─── WORKING DATA
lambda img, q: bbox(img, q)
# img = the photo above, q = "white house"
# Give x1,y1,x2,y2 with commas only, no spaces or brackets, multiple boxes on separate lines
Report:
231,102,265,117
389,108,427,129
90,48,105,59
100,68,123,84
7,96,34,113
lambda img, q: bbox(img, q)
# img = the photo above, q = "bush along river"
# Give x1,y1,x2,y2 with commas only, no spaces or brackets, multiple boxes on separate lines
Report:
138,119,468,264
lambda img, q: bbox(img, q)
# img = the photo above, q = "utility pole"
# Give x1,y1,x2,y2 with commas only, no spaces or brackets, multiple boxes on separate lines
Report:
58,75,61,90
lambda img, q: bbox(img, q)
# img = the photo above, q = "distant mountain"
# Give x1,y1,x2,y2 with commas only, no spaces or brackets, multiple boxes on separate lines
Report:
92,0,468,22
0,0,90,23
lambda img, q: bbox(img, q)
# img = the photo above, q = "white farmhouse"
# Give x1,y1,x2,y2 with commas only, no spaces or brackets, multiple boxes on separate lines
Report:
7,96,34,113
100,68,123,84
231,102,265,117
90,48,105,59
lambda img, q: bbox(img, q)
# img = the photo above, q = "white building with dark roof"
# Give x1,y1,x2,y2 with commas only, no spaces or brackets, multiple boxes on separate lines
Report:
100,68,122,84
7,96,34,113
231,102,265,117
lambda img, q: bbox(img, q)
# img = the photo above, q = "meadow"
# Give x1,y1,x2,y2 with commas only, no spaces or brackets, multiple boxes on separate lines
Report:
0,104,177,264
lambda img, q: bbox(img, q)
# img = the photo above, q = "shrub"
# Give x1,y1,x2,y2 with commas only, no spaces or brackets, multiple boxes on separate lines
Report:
──────
TASK ITEM -
Output the entire listing precisely as it stands.

RESULT OF THE EXERCISE -
lambda img, q: bbox(img, q)
# img = the photo above, q = "white house"
# Give x1,y1,x2,y2 with commas only, no spaces or brackets, multiple boxes on separate lines
Report:
231,102,265,117
389,108,427,129
90,48,105,59
100,68,123,84
7,96,34,113
lambda img, q: bbox(img, q)
# img = the photo above, q = "bush along river"
# Give x1,y1,x2,y2 with commas only, no spaces or brackets, multiple boxes on separate lines
Report:
138,119,468,264
lambda img, q: bbox(img, q)
# img = the photo above, q = "utility pole"
# Give x1,y1,x2,y2 with commas only, no spaces or brackets, multiple boxes on separate lines
Report:
58,75,61,90
lambda img, q: bbox(img, q)
# img = the photo above, q = "distant mountain"
# Give x1,y1,x2,y2 with commas only, no spaces or brackets, multiple boxes on separate lines
Report:
92,0,468,22
0,0,90,23
lambda img, q: bbox(img, q)
# img = the photo above, q = "white farmhouse"
# Give x1,y1,x2,y2 with commas only, no spaces or brackets, multiple boxes on separate lines
Report:
7,96,34,113
100,68,123,84
231,102,265,117
90,48,105,59
lambda img, q: bbox(img, q)
# img = the photo above, q = "white building with dark roof"
# Give x1,y1,x2,y2 with commas only, no spaces or brackets, multiple boxes on separate lines
Report:
100,68,122,84
7,96,34,113
231,102,265,117
lambda img, q: bbox(img, q)
# img = the photo above, q = "meadow"
# Give x1,y1,x2,y2 with commas only, no spaces or brackets, multiple boxes on separate lines
Report:
0,104,177,264
lambda img, q: bbox(img, q)
# img = the photo above, q = "shrub"
# Give x1,y1,x2,y2 with commas only, no spaces or brackets, multiple boxes on separate lines
Report:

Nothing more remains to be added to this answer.